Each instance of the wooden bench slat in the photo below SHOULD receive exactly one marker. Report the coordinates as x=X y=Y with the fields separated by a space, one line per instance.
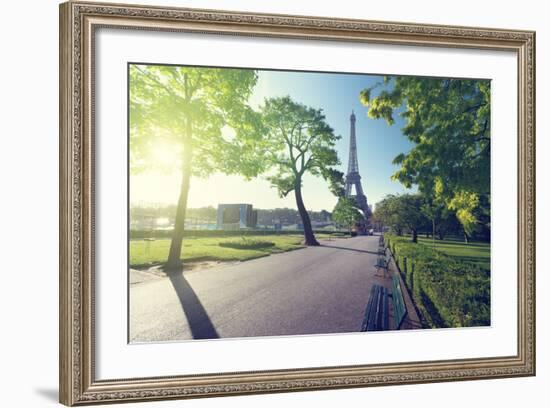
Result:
x=400 y=310
x=376 y=315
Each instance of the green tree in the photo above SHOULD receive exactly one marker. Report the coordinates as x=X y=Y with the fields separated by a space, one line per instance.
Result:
x=401 y=212
x=297 y=140
x=346 y=213
x=448 y=120
x=190 y=110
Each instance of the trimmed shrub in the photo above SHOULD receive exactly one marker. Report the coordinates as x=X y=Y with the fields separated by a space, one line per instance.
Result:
x=159 y=234
x=447 y=292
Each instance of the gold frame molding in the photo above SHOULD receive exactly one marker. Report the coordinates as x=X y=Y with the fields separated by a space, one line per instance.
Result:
x=78 y=22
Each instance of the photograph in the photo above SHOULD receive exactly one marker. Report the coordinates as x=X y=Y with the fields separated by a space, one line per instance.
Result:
x=266 y=202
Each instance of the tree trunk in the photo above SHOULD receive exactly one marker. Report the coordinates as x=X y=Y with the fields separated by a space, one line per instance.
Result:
x=309 y=238
x=174 y=256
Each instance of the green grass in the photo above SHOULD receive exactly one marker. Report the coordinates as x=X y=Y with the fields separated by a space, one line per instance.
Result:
x=144 y=252
x=478 y=253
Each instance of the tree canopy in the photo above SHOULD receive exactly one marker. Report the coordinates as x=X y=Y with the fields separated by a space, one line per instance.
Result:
x=195 y=113
x=298 y=140
x=448 y=121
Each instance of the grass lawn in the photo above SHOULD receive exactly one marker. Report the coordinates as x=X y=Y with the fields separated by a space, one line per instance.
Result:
x=474 y=252
x=208 y=249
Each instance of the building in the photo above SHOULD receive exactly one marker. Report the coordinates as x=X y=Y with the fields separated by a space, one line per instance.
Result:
x=236 y=216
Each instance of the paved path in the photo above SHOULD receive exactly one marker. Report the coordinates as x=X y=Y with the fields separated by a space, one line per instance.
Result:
x=313 y=290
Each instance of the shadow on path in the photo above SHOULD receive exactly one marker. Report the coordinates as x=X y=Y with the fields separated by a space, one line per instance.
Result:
x=349 y=249
x=199 y=322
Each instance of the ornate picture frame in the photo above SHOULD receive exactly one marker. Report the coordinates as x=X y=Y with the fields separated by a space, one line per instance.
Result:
x=78 y=24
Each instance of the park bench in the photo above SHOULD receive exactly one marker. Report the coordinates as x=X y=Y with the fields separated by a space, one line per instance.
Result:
x=399 y=308
x=376 y=315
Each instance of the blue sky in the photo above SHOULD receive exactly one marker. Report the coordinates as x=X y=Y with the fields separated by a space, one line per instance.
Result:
x=337 y=94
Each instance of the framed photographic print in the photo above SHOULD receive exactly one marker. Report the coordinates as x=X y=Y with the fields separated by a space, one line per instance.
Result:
x=260 y=203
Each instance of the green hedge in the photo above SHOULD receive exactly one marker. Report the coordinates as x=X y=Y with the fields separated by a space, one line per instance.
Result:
x=159 y=234
x=448 y=292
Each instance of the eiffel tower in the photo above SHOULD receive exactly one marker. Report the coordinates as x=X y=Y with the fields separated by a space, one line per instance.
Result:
x=353 y=178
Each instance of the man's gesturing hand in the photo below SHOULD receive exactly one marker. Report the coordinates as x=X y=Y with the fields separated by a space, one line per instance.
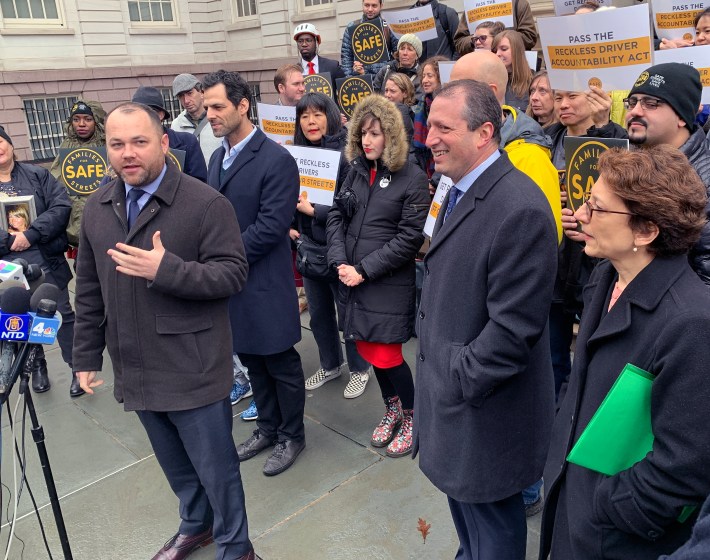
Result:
x=138 y=262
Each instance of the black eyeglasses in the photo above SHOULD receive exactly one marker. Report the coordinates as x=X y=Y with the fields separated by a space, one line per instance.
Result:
x=591 y=209
x=647 y=103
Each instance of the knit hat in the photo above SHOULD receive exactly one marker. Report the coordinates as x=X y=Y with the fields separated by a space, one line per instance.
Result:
x=677 y=84
x=414 y=41
x=183 y=83
x=80 y=108
x=5 y=135
x=146 y=95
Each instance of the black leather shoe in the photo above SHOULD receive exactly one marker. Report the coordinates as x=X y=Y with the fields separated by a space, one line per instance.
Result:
x=75 y=389
x=181 y=546
x=253 y=446
x=40 y=378
x=283 y=456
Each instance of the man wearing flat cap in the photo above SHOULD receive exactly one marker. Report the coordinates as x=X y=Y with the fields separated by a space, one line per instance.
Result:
x=188 y=89
x=195 y=165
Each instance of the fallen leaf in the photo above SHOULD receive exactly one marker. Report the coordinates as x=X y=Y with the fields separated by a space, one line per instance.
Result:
x=423 y=527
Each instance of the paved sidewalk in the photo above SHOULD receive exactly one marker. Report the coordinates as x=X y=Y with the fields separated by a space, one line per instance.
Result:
x=342 y=500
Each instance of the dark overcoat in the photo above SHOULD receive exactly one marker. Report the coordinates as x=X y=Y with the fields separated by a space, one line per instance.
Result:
x=661 y=323
x=169 y=339
x=262 y=184
x=484 y=398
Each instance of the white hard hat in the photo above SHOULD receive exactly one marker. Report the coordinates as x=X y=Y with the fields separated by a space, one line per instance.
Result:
x=306 y=28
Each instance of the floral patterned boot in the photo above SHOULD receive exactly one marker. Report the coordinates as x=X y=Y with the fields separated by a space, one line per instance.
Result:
x=402 y=443
x=385 y=430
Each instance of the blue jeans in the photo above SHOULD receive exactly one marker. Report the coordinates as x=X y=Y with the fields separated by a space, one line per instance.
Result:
x=322 y=308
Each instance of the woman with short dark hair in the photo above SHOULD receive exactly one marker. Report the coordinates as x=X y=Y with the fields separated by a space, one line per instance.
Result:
x=644 y=306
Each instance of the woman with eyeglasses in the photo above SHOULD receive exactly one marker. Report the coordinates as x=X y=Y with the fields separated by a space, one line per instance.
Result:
x=643 y=306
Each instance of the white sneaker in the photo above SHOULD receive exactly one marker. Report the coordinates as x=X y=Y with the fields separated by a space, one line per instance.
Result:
x=321 y=377
x=356 y=385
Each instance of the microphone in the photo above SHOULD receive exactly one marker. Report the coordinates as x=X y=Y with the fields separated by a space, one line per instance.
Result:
x=14 y=325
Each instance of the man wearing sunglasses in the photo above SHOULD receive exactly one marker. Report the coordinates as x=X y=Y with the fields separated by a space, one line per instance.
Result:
x=661 y=109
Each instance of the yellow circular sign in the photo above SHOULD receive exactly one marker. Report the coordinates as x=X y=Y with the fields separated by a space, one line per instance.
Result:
x=82 y=170
x=351 y=92
x=318 y=84
x=368 y=43
x=582 y=172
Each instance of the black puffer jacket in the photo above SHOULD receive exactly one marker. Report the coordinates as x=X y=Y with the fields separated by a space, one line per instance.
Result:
x=383 y=233
x=47 y=233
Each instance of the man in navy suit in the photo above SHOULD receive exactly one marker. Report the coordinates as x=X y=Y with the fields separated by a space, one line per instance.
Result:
x=261 y=180
x=308 y=40
x=485 y=391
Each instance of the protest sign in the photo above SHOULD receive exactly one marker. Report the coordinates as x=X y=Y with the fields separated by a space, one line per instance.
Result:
x=82 y=169
x=319 y=83
x=445 y=68
x=603 y=49
x=697 y=57
x=353 y=90
x=278 y=122
x=568 y=7
x=419 y=21
x=673 y=19
x=369 y=44
x=318 y=169
x=443 y=188
x=582 y=155
x=478 y=11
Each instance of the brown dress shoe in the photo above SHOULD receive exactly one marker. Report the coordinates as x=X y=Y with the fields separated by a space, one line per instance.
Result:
x=181 y=546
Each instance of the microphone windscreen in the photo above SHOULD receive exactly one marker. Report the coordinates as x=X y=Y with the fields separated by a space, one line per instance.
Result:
x=15 y=300
x=45 y=291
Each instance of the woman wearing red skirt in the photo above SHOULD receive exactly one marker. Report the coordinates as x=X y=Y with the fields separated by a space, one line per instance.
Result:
x=374 y=233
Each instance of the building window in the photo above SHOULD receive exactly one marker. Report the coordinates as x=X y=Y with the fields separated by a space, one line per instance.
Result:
x=255 y=98
x=29 y=9
x=46 y=120
x=151 y=11
x=172 y=104
x=245 y=8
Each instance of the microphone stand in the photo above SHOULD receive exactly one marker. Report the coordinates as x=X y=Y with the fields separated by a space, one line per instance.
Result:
x=22 y=367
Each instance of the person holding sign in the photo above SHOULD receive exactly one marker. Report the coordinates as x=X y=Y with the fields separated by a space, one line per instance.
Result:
x=349 y=61
x=409 y=50
x=542 y=103
x=375 y=229
x=318 y=125
x=508 y=45
x=308 y=40
x=643 y=306
x=42 y=243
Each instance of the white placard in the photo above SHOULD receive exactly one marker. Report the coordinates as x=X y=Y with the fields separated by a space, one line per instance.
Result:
x=318 y=169
x=445 y=68
x=531 y=57
x=444 y=186
x=697 y=57
x=278 y=122
x=673 y=19
x=419 y=21
x=608 y=49
x=478 y=11
x=568 y=7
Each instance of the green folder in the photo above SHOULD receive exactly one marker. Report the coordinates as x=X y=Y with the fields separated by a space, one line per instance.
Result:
x=619 y=434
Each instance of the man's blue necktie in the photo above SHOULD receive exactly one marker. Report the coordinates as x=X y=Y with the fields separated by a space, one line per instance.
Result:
x=134 y=196
x=454 y=195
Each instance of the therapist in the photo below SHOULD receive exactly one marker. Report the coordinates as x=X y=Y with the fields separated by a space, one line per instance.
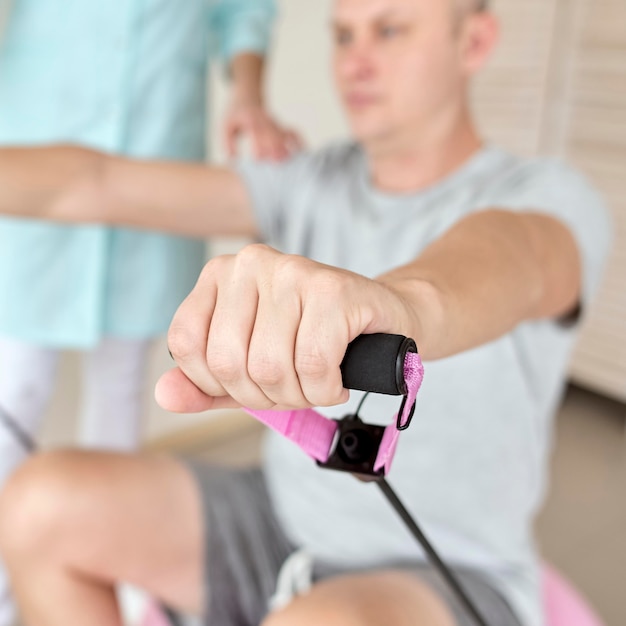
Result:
x=126 y=77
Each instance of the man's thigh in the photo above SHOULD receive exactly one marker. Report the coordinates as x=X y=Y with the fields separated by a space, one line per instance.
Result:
x=115 y=517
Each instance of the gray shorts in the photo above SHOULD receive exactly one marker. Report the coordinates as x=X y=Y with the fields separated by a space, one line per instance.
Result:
x=246 y=547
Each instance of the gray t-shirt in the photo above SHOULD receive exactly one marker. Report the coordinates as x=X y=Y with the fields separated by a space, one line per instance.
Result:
x=472 y=466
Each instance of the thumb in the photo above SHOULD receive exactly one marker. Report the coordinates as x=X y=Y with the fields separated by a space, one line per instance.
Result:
x=176 y=393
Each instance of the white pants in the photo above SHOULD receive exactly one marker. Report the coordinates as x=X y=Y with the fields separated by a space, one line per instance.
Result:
x=111 y=409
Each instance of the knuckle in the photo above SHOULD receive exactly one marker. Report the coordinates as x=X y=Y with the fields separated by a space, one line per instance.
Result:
x=225 y=366
x=266 y=373
x=310 y=364
x=253 y=253
x=183 y=343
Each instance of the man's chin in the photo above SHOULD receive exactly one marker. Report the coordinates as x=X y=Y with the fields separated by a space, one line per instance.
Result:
x=367 y=133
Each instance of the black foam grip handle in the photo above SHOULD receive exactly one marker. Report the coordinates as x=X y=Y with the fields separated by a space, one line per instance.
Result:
x=376 y=363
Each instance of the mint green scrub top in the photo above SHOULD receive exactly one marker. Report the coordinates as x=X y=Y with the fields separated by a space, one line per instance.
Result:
x=126 y=77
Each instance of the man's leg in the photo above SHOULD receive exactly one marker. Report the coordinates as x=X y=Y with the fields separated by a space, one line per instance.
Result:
x=72 y=524
x=27 y=374
x=114 y=392
x=389 y=598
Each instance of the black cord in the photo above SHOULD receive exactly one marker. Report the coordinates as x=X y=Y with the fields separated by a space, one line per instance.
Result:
x=448 y=576
x=25 y=441
x=358 y=409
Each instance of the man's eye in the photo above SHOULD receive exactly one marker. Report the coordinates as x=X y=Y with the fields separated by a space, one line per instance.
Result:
x=343 y=38
x=387 y=32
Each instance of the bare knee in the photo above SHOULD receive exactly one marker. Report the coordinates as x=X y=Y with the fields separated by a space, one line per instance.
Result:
x=33 y=505
x=387 y=597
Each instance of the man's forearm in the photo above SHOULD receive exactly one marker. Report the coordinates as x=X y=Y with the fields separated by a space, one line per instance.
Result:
x=487 y=274
x=246 y=71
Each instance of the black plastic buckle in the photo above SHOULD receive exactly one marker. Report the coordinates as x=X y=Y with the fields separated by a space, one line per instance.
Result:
x=356 y=448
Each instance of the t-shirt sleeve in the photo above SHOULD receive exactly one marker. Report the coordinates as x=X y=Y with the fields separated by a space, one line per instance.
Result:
x=271 y=187
x=553 y=188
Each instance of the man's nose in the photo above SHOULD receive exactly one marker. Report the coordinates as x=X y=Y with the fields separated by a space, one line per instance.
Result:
x=357 y=63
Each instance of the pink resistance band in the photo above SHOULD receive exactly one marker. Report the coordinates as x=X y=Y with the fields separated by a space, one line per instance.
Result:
x=315 y=434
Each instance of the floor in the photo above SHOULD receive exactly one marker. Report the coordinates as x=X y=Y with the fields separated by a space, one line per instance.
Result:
x=581 y=529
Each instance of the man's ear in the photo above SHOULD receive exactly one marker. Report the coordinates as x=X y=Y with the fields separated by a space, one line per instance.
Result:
x=478 y=37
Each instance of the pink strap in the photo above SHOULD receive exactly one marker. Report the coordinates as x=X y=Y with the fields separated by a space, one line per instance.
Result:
x=315 y=434
x=305 y=427
x=413 y=376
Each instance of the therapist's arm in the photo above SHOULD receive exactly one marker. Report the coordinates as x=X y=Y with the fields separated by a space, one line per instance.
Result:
x=76 y=185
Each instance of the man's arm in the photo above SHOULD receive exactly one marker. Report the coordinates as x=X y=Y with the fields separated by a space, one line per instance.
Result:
x=264 y=329
x=488 y=273
x=78 y=185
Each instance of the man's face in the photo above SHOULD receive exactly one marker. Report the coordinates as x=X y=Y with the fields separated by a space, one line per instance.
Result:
x=397 y=64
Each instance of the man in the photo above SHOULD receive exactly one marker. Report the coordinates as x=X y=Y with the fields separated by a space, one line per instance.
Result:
x=484 y=259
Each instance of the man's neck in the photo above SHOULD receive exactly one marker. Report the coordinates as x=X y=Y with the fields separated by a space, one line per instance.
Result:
x=410 y=164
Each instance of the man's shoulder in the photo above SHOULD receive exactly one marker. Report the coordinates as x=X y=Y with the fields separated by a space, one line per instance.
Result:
x=337 y=158
x=541 y=173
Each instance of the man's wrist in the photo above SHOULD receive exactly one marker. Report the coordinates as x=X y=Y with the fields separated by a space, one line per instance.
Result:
x=421 y=312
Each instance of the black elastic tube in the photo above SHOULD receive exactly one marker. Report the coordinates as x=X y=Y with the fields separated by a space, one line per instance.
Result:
x=376 y=363
x=446 y=573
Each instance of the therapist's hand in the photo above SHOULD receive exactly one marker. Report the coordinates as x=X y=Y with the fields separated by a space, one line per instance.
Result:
x=267 y=330
x=268 y=139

= = = = = = =

TASK STATEMENT →
Write out exactly the lines above between the line with "Each instance of the black puffer" and the line with "Each instance of the protest", inclusive, and nothing beyond them.

EXERCISE OUTPUT →
Each instance of the black puffer jacket in the photo above SHOULD receive exactly one marker. Report the coordinates as x=X y=Y with the fields separated by a space, one line per instance.
Result:
x=383 y=233
x=47 y=233
Each instance of the man in navy suit in the photo above SHOULD receive exactly one marker. Report the coordinates as x=X y=Y with the fields separated by a space, one line per instance.
Result:
x=261 y=180
x=308 y=40
x=485 y=391
Each instance of the protest sign in the photo above SHOULD receive exactly one marker. Report the coordinates as x=X y=Y with the fields separated by a space, one line per instance.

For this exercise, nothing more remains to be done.